## Problem to work on
Which lines in the items below contain the word "door"? Copy each of those lines.

[Dataset records]
============================================================
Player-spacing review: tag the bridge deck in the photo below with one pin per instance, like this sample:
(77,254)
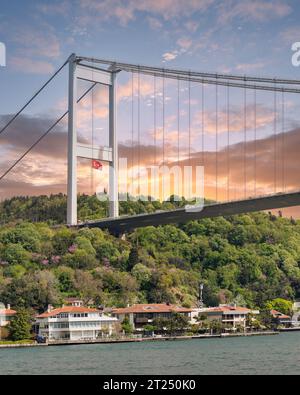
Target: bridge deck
(126,224)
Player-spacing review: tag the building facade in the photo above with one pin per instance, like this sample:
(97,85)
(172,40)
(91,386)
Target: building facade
(140,315)
(6,315)
(75,323)
(232,317)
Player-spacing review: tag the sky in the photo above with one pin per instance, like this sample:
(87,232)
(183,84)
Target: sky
(240,37)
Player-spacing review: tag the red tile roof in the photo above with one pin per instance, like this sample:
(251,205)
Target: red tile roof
(152,308)
(228,309)
(8,312)
(67,309)
(277,314)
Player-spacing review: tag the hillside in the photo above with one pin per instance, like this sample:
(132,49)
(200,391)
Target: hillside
(250,259)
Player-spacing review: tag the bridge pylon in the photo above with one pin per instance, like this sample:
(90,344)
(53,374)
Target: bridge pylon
(80,71)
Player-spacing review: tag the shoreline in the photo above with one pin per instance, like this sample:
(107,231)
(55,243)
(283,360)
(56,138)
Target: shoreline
(138,340)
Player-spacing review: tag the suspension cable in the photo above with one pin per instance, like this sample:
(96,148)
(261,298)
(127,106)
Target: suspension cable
(139,134)
(255,143)
(245,143)
(178,122)
(283,142)
(132,133)
(2,130)
(92,170)
(203,125)
(217,141)
(174,72)
(190,137)
(228,143)
(164,125)
(275,142)
(43,136)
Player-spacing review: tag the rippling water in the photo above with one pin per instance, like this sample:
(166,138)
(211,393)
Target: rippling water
(249,355)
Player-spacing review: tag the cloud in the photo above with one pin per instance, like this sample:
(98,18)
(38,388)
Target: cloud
(126,11)
(36,43)
(31,66)
(290,35)
(257,10)
(185,43)
(264,118)
(169,56)
(249,67)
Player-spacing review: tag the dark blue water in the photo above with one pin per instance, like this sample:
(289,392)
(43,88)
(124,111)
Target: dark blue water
(253,355)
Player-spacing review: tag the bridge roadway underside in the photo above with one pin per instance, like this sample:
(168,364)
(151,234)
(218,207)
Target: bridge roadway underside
(122,225)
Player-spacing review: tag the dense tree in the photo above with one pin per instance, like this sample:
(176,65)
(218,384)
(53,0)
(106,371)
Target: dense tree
(19,327)
(250,258)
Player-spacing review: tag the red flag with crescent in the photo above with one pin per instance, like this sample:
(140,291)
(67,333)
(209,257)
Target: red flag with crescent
(97,165)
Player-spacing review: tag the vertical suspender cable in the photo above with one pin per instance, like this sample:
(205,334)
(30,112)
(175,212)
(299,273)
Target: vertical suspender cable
(217,139)
(283,141)
(164,153)
(154,120)
(203,126)
(245,141)
(189,115)
(275,141)
(92,170)
(132,133)
(178,122)
(228,143)
(139,133)
(155,130)
(255,142)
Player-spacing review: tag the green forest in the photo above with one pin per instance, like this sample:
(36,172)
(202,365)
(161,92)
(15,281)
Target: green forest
(247,259)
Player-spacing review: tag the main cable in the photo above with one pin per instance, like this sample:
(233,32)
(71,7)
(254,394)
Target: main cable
(2,130)
(43,136)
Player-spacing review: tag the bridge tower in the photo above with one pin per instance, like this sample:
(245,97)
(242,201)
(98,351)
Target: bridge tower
(80,71)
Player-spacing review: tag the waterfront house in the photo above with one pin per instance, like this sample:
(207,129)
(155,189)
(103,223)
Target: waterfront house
(141,315)
(232,317)
(76,302)
(75,323)
(6,315)
(283,319)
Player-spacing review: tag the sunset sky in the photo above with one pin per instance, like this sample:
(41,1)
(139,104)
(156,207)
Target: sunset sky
(239,37)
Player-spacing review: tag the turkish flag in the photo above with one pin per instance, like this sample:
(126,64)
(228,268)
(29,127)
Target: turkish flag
(97,165)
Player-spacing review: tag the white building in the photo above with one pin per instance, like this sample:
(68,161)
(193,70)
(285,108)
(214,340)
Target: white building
(231,316)
(75,323)
(6,314)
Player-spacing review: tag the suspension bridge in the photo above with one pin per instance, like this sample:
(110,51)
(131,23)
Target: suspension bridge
(217,92)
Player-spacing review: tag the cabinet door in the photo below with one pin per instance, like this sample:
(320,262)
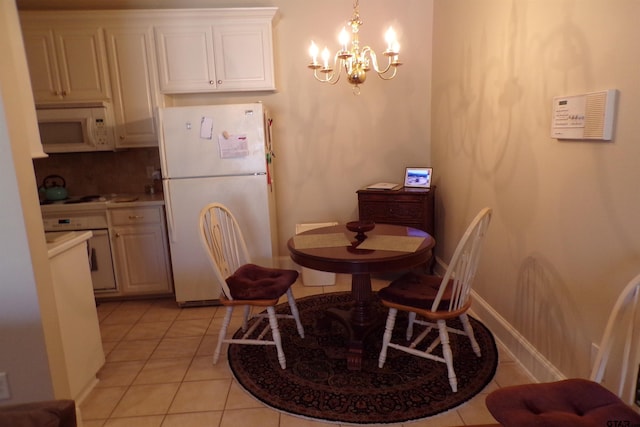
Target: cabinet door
(67,64)
(133,82)
(140,253)
(43,66)
(83,64)
(185,59)
(243,56)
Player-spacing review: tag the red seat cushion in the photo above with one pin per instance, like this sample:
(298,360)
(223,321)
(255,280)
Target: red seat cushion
(573,402)
(253,282)
(415,290)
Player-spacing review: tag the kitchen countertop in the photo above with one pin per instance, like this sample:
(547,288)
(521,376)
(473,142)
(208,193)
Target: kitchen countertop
(108,201)
(60,241)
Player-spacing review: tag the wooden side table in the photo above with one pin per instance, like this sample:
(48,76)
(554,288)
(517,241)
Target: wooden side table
(413,207)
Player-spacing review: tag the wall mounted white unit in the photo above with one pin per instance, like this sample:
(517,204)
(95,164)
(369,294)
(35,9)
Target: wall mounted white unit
(586,117)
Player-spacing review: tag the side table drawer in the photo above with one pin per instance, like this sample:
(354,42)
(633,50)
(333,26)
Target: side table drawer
(400,213)
(402,207)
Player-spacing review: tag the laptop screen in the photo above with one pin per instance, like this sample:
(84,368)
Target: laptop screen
(418,177)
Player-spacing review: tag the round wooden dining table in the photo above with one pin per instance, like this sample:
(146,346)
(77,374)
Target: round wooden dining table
(360,263)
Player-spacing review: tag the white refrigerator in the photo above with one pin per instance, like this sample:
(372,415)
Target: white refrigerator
(215,153)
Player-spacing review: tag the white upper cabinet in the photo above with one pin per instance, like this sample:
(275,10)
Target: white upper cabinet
(67,61)
(219,50)
(133,84)
(244,56)
(185,58)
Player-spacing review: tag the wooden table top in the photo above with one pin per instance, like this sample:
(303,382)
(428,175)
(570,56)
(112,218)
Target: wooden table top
(351,260)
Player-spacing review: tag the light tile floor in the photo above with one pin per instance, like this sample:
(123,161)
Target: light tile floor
(159,373)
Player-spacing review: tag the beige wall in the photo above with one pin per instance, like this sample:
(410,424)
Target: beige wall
(25,352)
(329,143)
(565,237)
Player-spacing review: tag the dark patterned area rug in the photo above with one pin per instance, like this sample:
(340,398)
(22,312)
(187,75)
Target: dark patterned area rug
(318,385)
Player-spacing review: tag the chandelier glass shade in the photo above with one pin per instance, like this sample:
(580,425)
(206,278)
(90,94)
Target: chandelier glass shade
(355,60)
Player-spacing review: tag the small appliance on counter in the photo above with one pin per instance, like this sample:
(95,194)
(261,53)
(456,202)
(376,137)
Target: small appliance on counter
(53,188)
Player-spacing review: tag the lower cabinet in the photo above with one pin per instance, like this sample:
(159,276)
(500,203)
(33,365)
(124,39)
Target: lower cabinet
(140,251)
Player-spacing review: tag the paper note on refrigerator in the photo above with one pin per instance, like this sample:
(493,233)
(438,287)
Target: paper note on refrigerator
(206,128)
(233,146)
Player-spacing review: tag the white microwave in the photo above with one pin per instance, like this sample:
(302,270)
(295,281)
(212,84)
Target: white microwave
(70,128)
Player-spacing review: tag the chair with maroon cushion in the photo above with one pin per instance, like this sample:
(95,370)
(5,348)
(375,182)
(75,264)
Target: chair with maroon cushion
(580,402)
(437,299)
(245,284)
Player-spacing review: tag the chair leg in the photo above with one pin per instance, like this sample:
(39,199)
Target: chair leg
(412,319)
(294,312)
(245,319)
(275,332)
(469,331)
(448,355)
(388,331)
(223,334)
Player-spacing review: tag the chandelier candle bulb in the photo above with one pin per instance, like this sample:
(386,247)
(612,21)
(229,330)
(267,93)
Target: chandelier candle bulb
(344,39)
(390,38)
(325,58)
(313,51)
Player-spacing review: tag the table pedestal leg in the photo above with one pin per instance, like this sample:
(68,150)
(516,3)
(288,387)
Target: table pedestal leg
(358,320)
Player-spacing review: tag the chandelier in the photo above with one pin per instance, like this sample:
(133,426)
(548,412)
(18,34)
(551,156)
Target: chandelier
(355,60)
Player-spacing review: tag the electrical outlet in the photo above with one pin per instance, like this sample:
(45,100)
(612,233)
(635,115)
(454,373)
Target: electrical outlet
(5,393)
(595,348)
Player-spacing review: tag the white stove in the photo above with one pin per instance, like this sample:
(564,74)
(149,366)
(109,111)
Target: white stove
(79,214)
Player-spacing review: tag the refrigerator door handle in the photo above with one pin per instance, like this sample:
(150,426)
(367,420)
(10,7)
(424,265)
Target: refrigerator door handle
(168,208)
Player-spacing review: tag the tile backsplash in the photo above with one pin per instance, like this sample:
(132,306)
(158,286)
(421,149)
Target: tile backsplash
(101,172)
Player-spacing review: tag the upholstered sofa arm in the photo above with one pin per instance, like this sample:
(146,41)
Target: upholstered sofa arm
(54,413)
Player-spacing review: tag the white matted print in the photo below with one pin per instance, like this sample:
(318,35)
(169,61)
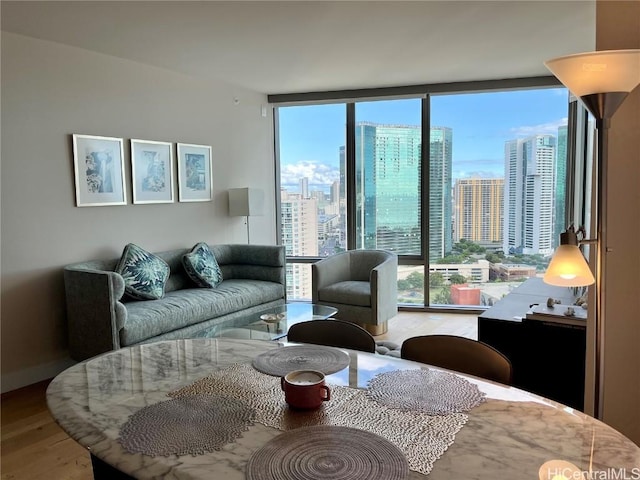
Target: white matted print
(194,173)
(152,171)
(98,164)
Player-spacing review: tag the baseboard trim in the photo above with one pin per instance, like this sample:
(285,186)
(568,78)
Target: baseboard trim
(28,376)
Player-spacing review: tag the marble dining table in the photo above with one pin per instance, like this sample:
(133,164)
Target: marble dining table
(509,434)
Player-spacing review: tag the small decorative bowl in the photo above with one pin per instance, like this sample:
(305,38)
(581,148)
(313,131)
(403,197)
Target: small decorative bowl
(272,317)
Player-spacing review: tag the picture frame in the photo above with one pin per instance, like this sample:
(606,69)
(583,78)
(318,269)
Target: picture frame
(194,173)
(152,168)
(98,164)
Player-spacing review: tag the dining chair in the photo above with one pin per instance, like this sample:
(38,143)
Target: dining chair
(460,354)
(334,333)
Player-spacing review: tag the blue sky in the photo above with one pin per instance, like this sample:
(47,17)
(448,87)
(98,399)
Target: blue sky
(310,136)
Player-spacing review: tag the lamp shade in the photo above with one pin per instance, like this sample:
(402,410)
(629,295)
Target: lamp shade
(568,268)
(245,202)
(604,71)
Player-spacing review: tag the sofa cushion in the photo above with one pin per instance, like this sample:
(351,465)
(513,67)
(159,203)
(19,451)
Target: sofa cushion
(350,293)
(202,267)
(144,273)
(185,307)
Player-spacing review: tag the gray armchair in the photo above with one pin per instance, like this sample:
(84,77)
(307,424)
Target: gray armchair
(361,284)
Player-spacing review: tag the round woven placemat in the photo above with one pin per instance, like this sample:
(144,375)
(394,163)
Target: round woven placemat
(327,452)
(427,391)
(280,361)
(190,425)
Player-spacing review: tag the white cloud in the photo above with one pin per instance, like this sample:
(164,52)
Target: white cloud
(542,129)
(317,173)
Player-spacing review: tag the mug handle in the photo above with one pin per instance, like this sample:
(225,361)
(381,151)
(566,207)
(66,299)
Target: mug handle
(326,389)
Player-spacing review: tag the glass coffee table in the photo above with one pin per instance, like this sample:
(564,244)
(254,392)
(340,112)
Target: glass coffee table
(274,323)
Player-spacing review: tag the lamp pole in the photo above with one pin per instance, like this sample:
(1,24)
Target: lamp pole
(602,80)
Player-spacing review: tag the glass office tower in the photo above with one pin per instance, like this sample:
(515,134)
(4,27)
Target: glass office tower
(388,188)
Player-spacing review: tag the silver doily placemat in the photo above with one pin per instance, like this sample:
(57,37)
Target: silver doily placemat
(189,425)
(280,361)
(328,453)
(429,391)
(348,407)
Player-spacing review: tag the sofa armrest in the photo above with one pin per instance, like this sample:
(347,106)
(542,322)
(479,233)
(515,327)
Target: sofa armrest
(95,314)
(384,288)
(328,271)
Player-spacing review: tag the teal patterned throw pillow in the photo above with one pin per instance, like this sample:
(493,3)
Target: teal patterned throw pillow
(202,267)
(144,273)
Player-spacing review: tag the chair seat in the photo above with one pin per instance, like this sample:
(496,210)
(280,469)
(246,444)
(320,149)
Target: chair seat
(350,292)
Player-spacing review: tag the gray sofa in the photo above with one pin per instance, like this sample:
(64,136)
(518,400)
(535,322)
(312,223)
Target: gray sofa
(101,318)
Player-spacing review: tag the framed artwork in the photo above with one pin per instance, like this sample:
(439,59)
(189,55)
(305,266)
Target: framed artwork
(152,171)
(194,173)
(98,164)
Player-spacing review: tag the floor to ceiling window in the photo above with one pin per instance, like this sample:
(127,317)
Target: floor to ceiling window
(507,178)
(312,188)
(470,215)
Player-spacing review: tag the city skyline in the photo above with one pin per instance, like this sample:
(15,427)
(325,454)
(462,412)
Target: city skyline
(482,124)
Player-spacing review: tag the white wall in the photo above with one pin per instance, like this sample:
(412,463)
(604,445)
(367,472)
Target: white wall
(618,27)
(50,91)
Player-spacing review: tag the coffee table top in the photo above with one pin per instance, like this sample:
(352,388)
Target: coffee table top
(274,323)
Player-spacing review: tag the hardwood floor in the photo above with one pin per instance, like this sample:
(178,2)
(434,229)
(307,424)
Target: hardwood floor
(34,447)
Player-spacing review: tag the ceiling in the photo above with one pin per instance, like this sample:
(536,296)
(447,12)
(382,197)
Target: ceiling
(301,46)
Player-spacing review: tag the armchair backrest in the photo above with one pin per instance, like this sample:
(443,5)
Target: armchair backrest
(363,261)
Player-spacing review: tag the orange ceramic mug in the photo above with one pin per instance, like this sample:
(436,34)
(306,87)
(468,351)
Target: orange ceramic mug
(305,389)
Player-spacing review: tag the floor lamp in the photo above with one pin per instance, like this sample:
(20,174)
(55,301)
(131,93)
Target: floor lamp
(246,202)
(602,80)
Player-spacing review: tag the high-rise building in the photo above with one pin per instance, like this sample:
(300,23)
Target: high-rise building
(388,176)
(529,195)
(561,186)
(440,192)
(479,205)
(300,237)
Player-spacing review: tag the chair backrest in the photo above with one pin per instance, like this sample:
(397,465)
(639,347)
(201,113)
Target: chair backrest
(334,333)
(460,354)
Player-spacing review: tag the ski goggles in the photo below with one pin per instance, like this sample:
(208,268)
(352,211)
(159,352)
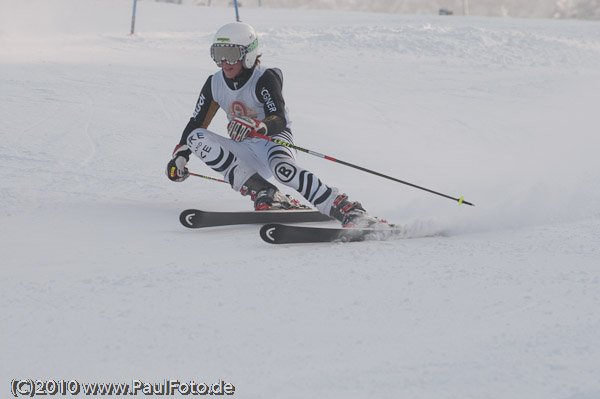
============================================================
## Exercise response
Player-spacing review: tag the cabinet door in the photo below with one pin per instance, like this sample:
Target: cabinet door
Player-spacing review: tag the refrigerator door handle in the photo above with one pin per instance, like this sample:
Target: refrigerator door handle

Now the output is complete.